Work instructions:
• 1. Summarize the comment thread in two sentences.
• 2. Copy the comment thread's passage starting with "All of this" and going on through "agree with this.".

Document segment:
■ ■ ■

In a couple of years time you decide its time to reduce the costs by reducing the cost of drugs. So you build a coalition against big pharma….
In other words you have an overall strategic plan, with priorities, and a clear vision of who the players are and where their interests lie and build coalitions accordingly. There are pay-offs. Obama probably gave big pharma far more than he wanted to on this occasion, and it may come back to haunt him. On the other hand he may have a plan for how do deal with them later.
All of this has to do with political power and influence, jobs, profits, and re-election – and the democratic part of the system, where it is not completely dysfunctional, is supposed to ensure that the little guy gets a seat somewhere at the table.
But when corporations have more rights than people, what do you expect? When people have been duped to act against their own best interests what do you expect? When individual interests take precedence over the common good what do you expect?
i agree with this.
this is why their contracts should be ended IMMEDIATELY.
Or don’t use contractors in the first place. If you need a truck driver in a war zone, train a private to drive the truck; if you need a large quantity cook on a military base, train a private to cook; etc. Then you wouldn’t have any dead weight (i.e non-fighters) around when things heat up and soldiering is needed and the grunts might end up with some useful skills when they muster out.
that is exactly what should be done. then, maybe there would be a hell of alot less wars thatwe are involved in. but- since war results in profit, do you think that that will ever be the case?wkat was it that someone said? the military industrial complex!!!!!
It goes back a little bit more than Ike. A little background on Major General Butler is worthwhile.
.

■ ■ ■

Data records
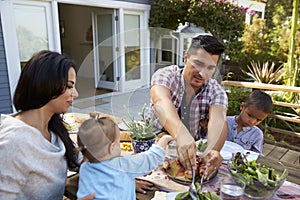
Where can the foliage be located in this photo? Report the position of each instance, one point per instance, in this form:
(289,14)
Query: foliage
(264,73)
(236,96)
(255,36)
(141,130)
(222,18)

■ ■ ■

Answers to the tasks:
• 1. One commenter argues for political strategy built on clear priorities and shifting coalitions, suggesting Obama probably gave big pharma more than he wanted, and asks what else can be expected when corporations have more rights than people. Others say the contractors' contracts should be ended immediately or that privates should be trained for jobs like driving and cooking instead of hiring contractors, though one doubts this will happen because war brings profit to the military industrial complex.

• 2.
All of this has to do with political power and influence, jobs, profits, and re-election – and the democratic part of the system, where it is not completely dysfunctional, is supposed to ensure that the little guy gets a seat somewhere at the table.
But when corporations have more rights than people, what do you expect? When people have been duped to act against their own best interests what do you expect? When individual interests take precedence over the common good what do you expect?
i agree with this.